== ZU ERLEDIGEN ==
[1] Fasse den Textauszug bitte in genau zwei Sätzen zusammen.
[2] Gib den Absatz des Textauszugs, der mit „D./ die Beamten“ beginnt, als kurze Liste wieder, ohne seine wesentlichen Angaben zu verlieren.
[3] Übernimm aus dem Textauszug wortgetreu alles von „F./ durch die unter“ bis hinunter zu „übersteigenden Schaden herbeigeführt.“.

== TEXTAUSZUG ==
———

D./ die Beamten * L* und * Co* mit Gewalt an Amtshandlungen, nämlich an seiner Anhaltung, Identitätsfeststellung und Durchführung einer Verkehrskontrolle zu hindern versucht, indem er mit einer Geschwindigkeit von zumindest 55 km/h mit seinem Fahrzeug mit der rechten Seite des von * L* gelenkten Streifenfahrzeugs kollidierte;

E./ Beamte während der Vollziehung ihrer Aufgaben vorsätzlich

I./ durch die unter Punkt D./ angeführte Straftat andere am Körper verletzt, wobei er dadurch eine schwere Körperverletzung herbeizuführen versuchte, und zwar:

1./ * L*, wodurch dieser eine Prellung am rechten Knie und eine Zerrung der Lendenwirbelsäule erlitt;

2./ * Co*, wodurch dieser eine Prellung und eine Abschürfung am linken Unterarm und am linken Schienbein erlitt;

II./ am Körper zu verletzen versucht, und zwar * D*, indem er mit der linken Faust gezielt in Richtung dessen Gesichts schlug;

F./ durch die unter Punkt D./ angeführte Straftat eine fremde Sache, nämlich ein Polizeifahrzeug im Wert von 19.430 Euro zerstört und dadurch an der Sache einen 5.000 Euro übersteigenden Schaden herbeigeführt.

———

== Datensätze zur Positionsbestimmung ==
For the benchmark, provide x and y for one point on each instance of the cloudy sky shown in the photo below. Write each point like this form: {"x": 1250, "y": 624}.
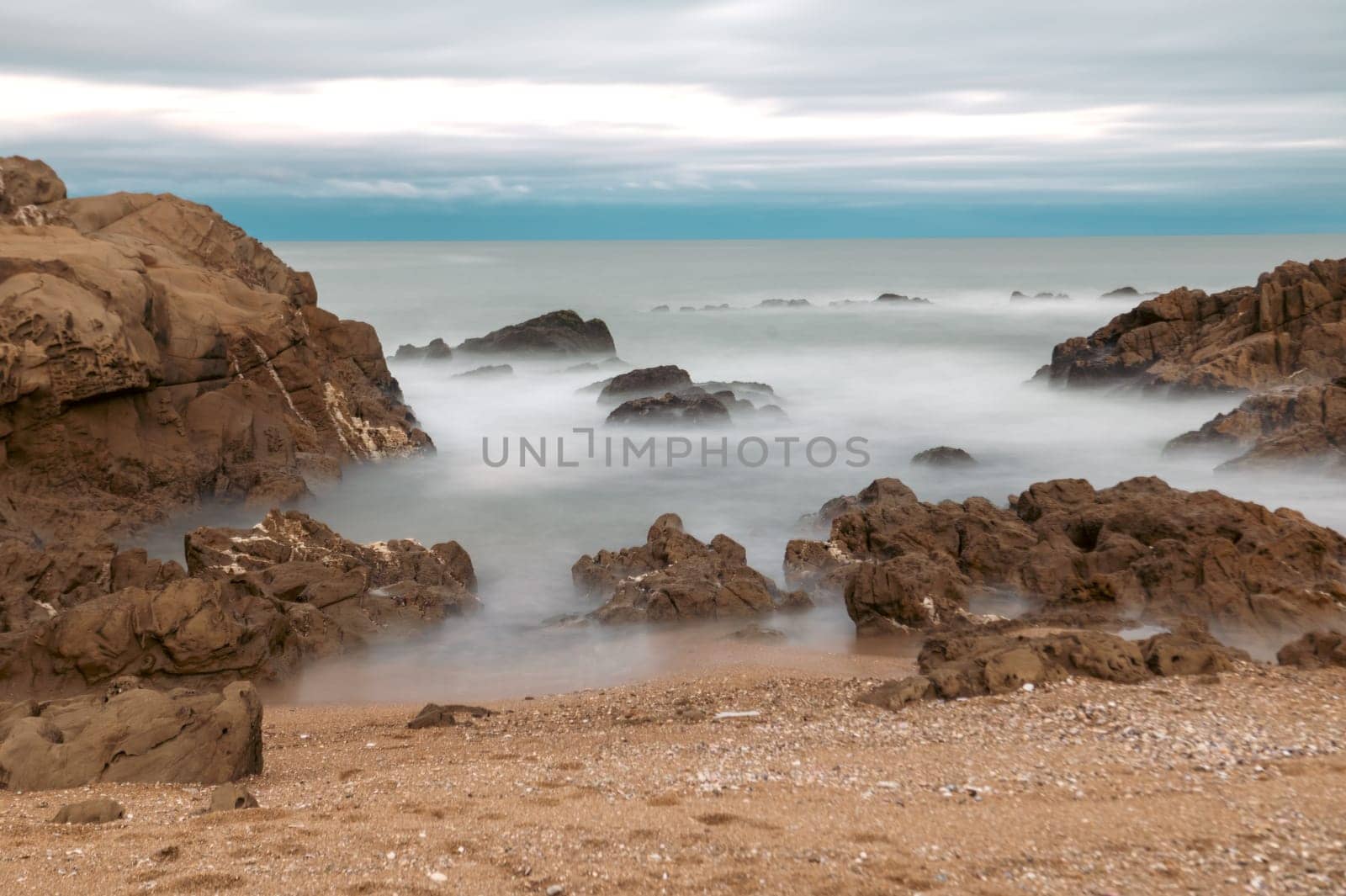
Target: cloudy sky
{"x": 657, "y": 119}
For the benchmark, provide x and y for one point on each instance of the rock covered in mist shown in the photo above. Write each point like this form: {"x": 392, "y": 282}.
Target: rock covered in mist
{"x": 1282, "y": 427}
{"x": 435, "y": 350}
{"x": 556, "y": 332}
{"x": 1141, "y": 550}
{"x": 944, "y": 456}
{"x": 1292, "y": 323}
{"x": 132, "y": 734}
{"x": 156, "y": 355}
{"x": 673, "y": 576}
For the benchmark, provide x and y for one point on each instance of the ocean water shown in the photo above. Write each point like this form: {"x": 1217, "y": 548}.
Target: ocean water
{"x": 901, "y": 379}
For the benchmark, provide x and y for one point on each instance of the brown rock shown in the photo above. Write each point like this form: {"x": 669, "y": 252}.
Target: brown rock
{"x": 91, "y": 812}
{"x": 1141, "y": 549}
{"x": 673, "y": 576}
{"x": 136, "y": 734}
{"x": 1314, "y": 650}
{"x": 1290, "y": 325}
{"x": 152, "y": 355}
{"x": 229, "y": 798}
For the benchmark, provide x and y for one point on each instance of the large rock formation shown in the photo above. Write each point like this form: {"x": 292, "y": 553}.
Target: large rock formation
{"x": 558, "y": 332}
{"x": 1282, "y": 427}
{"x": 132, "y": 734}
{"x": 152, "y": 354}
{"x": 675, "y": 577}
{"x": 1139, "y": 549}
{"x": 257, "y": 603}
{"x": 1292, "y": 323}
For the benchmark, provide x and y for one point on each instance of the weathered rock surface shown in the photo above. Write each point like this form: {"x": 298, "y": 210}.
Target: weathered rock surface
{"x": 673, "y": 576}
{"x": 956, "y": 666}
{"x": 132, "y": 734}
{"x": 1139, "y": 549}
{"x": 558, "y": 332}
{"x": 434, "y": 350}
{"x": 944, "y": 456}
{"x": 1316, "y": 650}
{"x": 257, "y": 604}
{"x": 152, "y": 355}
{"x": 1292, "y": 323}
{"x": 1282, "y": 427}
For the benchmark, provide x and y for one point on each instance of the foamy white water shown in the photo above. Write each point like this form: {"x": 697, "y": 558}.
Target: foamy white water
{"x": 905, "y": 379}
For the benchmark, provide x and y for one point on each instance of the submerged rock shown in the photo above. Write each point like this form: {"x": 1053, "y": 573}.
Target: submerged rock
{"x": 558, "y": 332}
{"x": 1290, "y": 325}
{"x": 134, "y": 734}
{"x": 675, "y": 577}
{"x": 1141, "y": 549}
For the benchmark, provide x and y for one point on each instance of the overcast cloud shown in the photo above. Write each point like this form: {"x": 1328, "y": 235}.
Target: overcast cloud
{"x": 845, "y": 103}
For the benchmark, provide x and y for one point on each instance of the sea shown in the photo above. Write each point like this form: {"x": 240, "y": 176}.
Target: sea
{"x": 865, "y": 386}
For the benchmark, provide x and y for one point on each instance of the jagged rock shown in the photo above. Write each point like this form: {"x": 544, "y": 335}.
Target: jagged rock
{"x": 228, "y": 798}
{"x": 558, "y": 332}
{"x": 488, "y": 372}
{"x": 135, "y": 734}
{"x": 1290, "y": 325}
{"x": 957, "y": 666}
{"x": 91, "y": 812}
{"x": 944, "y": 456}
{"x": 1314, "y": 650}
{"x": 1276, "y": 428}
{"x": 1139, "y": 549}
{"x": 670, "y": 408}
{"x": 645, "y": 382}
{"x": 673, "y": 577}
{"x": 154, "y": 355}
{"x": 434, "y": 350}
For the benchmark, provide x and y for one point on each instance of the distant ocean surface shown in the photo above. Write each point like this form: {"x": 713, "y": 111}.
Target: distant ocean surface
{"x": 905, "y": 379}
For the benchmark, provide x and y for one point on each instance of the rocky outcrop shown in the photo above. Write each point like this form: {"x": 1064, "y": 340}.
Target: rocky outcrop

———

== ANTWORTEN JE AUFGABE ==
[1] Der Textauszug beschreibt, wie die handelnde Person zwei Beamte mit Gewalt an ihrer Anhaltung, Identitätsfeststellung und Verkehrskontrolle zu hindern versuchte, indem sie mit mindestens 55 km/h mit ihrem Fahrzeug gegen die rechte Seite des Streifenfahrzeugs fuhr. Dadurch wurden beide Beamte verletzt, ein weiterer Beamter sollte durch einen gezielten Faustschlag in Richtung Gesicht verletzt werden, und ein Polizeifahrzeug im Wert von 19.430 Euro wurde zerstört, mit einem Schaden von über 5.000 Euro.

[2]
- Tat: Versuch, zwei Beamte mit Gewalt an Amtshandlungen zu hindern
- Betroffene Amtshandlungen: Anhaltung, Identitätsfeststellung, Durchführung einer Verkehrskontrolle
- Mittel: Kollision mit dem eigenen Fahrzeug
- Geschwindigkeit: mindestens 55 km/h
- Getroffen: rechte Seite des Streifenfahrzeugs, das einer der beiden Beamten lenkte

[3]
F./ durch die unter Punkt D./ angeführte Straftat eine fremde Sache, nämlich ein Polizeifahrzeug im Wert von 19.430 Euro zerstört und dadurch an der Sache einen 5.000 Euro übersteigenden Schaden herbeigeführt.